Request:
Transcribe the records that follow. Keep every word exactly, and drop the pictures.

Given information:
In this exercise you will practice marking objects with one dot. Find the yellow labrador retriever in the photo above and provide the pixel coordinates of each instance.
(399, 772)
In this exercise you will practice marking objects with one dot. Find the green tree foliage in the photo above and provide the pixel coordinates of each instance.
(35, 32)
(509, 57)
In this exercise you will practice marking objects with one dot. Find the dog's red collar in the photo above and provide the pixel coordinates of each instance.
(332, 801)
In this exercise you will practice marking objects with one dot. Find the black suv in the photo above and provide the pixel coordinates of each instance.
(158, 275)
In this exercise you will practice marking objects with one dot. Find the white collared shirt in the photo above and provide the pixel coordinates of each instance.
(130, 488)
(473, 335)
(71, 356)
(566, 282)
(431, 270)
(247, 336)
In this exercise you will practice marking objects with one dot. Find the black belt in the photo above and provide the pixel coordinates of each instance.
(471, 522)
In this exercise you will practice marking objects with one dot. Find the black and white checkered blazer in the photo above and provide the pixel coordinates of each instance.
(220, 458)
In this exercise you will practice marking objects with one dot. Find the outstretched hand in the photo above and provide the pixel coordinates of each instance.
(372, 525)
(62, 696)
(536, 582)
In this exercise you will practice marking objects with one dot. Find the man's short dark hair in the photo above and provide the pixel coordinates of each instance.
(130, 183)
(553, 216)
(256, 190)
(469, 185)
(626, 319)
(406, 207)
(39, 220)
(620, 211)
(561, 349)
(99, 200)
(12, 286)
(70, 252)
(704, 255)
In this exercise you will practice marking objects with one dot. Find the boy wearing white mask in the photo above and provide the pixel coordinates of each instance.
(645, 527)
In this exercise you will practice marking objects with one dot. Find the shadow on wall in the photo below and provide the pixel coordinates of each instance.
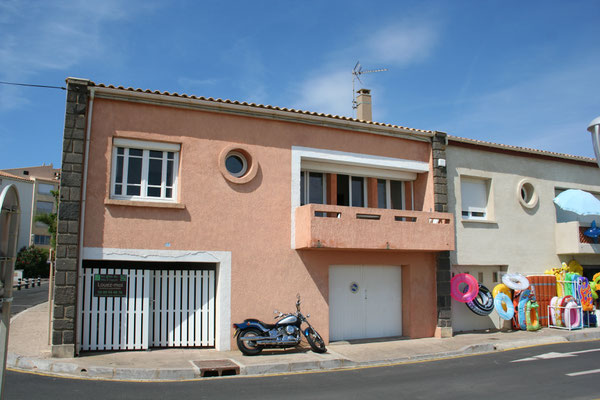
(250, 186)
(148, 213)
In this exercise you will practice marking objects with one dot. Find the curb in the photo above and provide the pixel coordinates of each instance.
(74, 370)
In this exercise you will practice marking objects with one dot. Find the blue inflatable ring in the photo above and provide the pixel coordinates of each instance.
(502, 300)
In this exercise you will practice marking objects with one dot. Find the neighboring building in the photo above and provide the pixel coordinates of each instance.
(44, 178)
(506, 221)
(215, 211)
(24, 187)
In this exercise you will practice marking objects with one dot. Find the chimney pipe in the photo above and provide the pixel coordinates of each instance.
(363, 105)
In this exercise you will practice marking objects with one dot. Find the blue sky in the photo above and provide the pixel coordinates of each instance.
(511, 72)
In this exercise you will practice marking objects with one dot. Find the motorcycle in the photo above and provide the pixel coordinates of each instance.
(253, 335)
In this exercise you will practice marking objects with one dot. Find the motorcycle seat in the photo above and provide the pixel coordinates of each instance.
(267, 326)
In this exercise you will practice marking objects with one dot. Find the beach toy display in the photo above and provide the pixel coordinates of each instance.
(469, 292)
(483, 303)
(515, 281)
(504, 307)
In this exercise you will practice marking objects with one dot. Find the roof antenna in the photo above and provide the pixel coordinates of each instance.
(356, 73)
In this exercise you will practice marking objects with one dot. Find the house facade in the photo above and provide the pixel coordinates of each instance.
(506, 221)
(42, 181)
(181, 215)
(24, 187)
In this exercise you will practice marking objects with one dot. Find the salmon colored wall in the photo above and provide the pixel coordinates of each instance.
(252, 220)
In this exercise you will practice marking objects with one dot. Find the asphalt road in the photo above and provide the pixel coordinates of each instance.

Solved problem:
In this exercise you will practice marking objects with one dot. Find the yellow labrador retriever in the photo above and provide the pixel coordinates of each instance.
(399, 772)
In this exercise you will practice marking objects with one dot. Find the green tree foliage in the photo above and provide the pixel coordinates of each instance.
(35, 32)
(509, 57)
In this exercise you will practice marking objects with one dot. Find the dog's red collar in the photo above and provide the pixel coordinates of each instance.
(332, 801)
In this exercise you will practice marking objects with one dot. Find the black suv in the photo above and provide the pixel coordinates of each instance.
(158, 275)
In this exercise you will practice marking objects with one dot. Find the white collared shirt in the photo above and provide the pixel coordinates of each instance.
(130, 488)
(473, 335)
(71, 356)
(566, 282)
(431, 270)
(247, 336)
In this exercise you will practice marking objects with one dot. Find the black belt in the photo above and provide the pixel coordinates of each instance.
(471, 522)
In this exercise you will practice marking objects with one dot. Find the black and white checkered blazer in the photo above and provide the pixel coordinates of each instance.
(220, 458)
In this exercise you will practice marking objects with one dot. Find the outstretched hand in the photo above and provide the pixel coordinates of each instance.
(372, 525)
(62, 696)
(536, 582)
In this exercise you will practice marking objects with one dot. Find the man's short dark hair in the photo above and provide the pixel coordinates of each instance.
(130, 183)
(553, 216)
(256, 190)
(469, 185)
(626, 319)
(406, 207)
(39, 220)
(620, 211)
(561, 349)
(99, 200)
(12, 286)
(70, 252)
(704, 255)
In this exercise you will practice marking objects with one dot. Find the boy wearing white mask in the photo above and provide the pixel coordinates of each instance.
(645, 527)
In this exercise you will practice marking objects with one dot. Find the shadow on wall in the photo below and provide the pixel coordinates of each instance.
(250, 186)
(148, 213)
In this exercise you will practice marking objects with one dot. Find the curb in the photo above and provide the pixel coordinates of each instance.
(74, 370)
In this exercise you will practice marking objects with one dot. Find the blue inflatable ring in the photo above and provide the pixel coordinates of each instance.
(502, 300)
In this exercise you will practice marking objects with one dot. Find the neighboring building in the photo above and provide the pixel coordinates of each instance.
(44, 178)
(506, 221)
(215, 211)
(24, 187)
In this exercise you will practice marking objects with one dot. Find the chimney pipe in the photo above and provide the pixel coordinates of each instance.
(363, 105)
In this exercise you will practice marking objects with one dot. Find the blue sky in the photo above and provide the pixel coordinates of each instance.
(511, 72)
In this exercise you will practice marking objects with one dot. Find the motorcycle in the photo above and provide the pixel coordinates of each instance.
(253, 335)
In this exercise you will practice marking objects with one dot. Find the motorcycle seat in the photo above and provide the pixel coordinates of each instance.
(267, 326)
In this exercise you will practice marking objects with one dot. Find the beach toy display in the photo above and provide the pixel coordinates of each instance.
(469, 292)
(483, 303)
(515, 281)
(504, 307)
In this exercise you will practice marking objects with one dot. Find the roof antenna in the photo above and provide the pixel coordinates of each instance.
(356, 73)
In this exercise you will practice marking objects with one dot. Find the house facade in the photo above and provide the pixel coordinates of each instance.
(506, 221)
(42, 181)
(181, 215)
(24, 187)
In this exercise you will practice marking objects with one dot. Find the salmon colored wall in the photo above and provide the pixel coordinates of each instance.
(252, 220)
In this exercise you will practice marking objects with one dot. Find the asphalt road in the photo above and provide the pixel coordinates of each instance.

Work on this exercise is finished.